» **EXERCISE TASK**
Transcribe every line, keeping it exact.
+++ SOURCE DATA
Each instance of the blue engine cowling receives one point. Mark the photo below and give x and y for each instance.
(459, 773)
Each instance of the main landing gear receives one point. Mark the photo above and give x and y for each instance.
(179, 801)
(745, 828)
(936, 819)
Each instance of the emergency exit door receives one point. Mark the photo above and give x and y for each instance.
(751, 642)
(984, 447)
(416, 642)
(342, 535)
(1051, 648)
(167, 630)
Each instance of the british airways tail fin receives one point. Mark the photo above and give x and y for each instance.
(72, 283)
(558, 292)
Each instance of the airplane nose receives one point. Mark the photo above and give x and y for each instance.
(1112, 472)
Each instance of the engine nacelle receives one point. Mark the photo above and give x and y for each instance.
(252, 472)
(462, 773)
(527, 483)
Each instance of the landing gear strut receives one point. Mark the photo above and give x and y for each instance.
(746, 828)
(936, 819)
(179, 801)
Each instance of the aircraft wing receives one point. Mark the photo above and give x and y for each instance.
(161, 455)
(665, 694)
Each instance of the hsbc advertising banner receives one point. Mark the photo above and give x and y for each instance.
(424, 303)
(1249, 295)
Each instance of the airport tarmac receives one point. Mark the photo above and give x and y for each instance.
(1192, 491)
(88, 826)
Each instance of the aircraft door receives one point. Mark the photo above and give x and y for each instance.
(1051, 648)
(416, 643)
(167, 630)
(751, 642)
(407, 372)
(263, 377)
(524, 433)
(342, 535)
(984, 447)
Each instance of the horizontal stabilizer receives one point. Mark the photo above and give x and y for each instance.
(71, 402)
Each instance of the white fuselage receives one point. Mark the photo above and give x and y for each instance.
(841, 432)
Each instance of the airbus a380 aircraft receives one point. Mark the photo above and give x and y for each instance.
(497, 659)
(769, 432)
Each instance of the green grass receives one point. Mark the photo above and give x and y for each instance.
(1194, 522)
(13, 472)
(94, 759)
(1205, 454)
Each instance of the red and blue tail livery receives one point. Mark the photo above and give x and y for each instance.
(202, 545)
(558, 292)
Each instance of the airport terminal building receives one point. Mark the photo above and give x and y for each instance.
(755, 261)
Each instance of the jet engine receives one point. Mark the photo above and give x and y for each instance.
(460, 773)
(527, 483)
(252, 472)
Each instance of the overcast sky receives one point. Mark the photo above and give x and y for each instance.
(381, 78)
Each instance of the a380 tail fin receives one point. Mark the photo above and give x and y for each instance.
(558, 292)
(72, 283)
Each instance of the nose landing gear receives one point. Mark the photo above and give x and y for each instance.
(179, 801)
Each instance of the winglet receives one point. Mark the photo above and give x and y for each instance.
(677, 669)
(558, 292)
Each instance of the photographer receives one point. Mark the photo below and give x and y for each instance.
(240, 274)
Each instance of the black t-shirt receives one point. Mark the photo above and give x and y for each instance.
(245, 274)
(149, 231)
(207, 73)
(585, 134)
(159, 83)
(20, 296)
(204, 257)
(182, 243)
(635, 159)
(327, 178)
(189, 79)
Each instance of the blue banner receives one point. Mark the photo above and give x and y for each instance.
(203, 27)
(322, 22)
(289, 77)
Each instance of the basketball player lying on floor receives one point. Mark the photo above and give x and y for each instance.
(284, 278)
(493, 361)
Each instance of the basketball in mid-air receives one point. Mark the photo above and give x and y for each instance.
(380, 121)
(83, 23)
++++++
» **EXERCISE ANSWER**
Each instance of the blue engine cowling receives one point. Mark the photo below and give x and y for each instance.
(459, 773)
Each instance of the main landing gear receives one point. Mark the photo above and give x and y for each instance.
(179, 801)
(745, 828)
(936, 819)
Each instance of the emergency exit door receives one point. Mark the photo above and give x and y for each instance.
(751, 642)
(984, 447)
(416, 642)
(342, 535)
(1051, 648)
(167, 630)
Each instance of the british airways tail fin receives one point. Mark the photo above and give x and y for each instance.
(72, 283)
(558, 292)
Each instance of the airplane nose receives one point. Mark the photo above and give x and y for each instance.
(1112, 472)
Each instance of the engine nacelle receives one point. Mark the photo above and give x and y for each instance.
(252, 472)
(462, 773)
(527, 483)
Each instance of the landing gear strut receives one point. Mark the photo above and give x and y for each instance.
(746, 828)
(936, 819)
(179, 801)
Each instance of the aircraft wing receives one point. Mark the photo above and give x and y for each instance.
(161, 455)
(665, 694)
Each instance of the hsbc advertising banner receives one point. Mark the photo above and give x and y for each instance.
(424, 303)
(1249, 295)
Each instance of the airport tarmac receives one point. Mark the photo above and give x and y for each instance.
(1192, 491)
(88, 826)
Each instance of the aircraft door receives one point. Mark the photo above and give x and y for each instance.
(1051, 648)
(416, 643)
(167, 630)
(751, 642)
(407, 372)
(263, 377)
(524, 433)
(342, 535)
(984, 447)
Each instance of the horizontal stabilizer receives one point. Mark the photo above and give x and y for each instance.
(71, 402)
Each instance of the white fuselage receives one point. Mark the photo above and give x and y for each instance.
(841, 432)
Each instance of the airbus a380 aircraft receives one point. Mark the photo above and give x and y for each instance.
(497, 659)
(769, 432)
Each instance of the green grass receives one point. Mark the photo above and give x and y for each instance.
(1194, 522)
(13, 472)
(94, 759)
(1205, 454)
Each instance of the red and blue tail livery receives one point. Mark the photo above and give x and y for each instance.
(202, 545)
(558, 292)
Each instance of the airport terminal building receives one point. Mark the photo above and give x and y for each instance.
(755, 261)
Each instance of the jet engine receives one point. Mark the photo above and give x and y for each instance.
(460, 773)
(527, 483)
(252, 472)
Each instance of the overcast sky receives one point. Mark the photo above and give x and y for each instance.
(381, 78)
Each instance of the a380 tail fin receives one point. Mark the photo above and give x and y for each instance.
(558, 292)
(72, 283)
Each instance of the nose landing gear receives one point. Mark the photo above and give x and y for each instance.
(179, 801)
Each instance of the winglet receives one point. Mark the photo above and give x and y for each instance.
(677, 669)
(558, 292)
Each instance of the photographer receives one point. Mark the photo below and give x and y for each instance.
(240, 274)
Each instance of the black t-shirt receives one point. Mark the photo above and give x and y for each instance.
(245, 274)
(149, 231)
(207, 73)
(585, 134)
(159, 83)
(20, 296)
(204, 257)
(182, 243)
(635, 159)
(327, 178)
(189, 79)
Each instance of the blue banner receives one point. Mark the photo above and give x and y for each instance.
(203, 27)
(322, 22)
(289, 77)
Each instance of the basketball player lying on floor receives one point. Mark the photo above and give x and y for each instance.
(284, 278)
(493, 361)
Each instance of the basketball in mid-air receives one point. Mark the photo above and give x and y for each instance.
(380, 121)
(83, 23)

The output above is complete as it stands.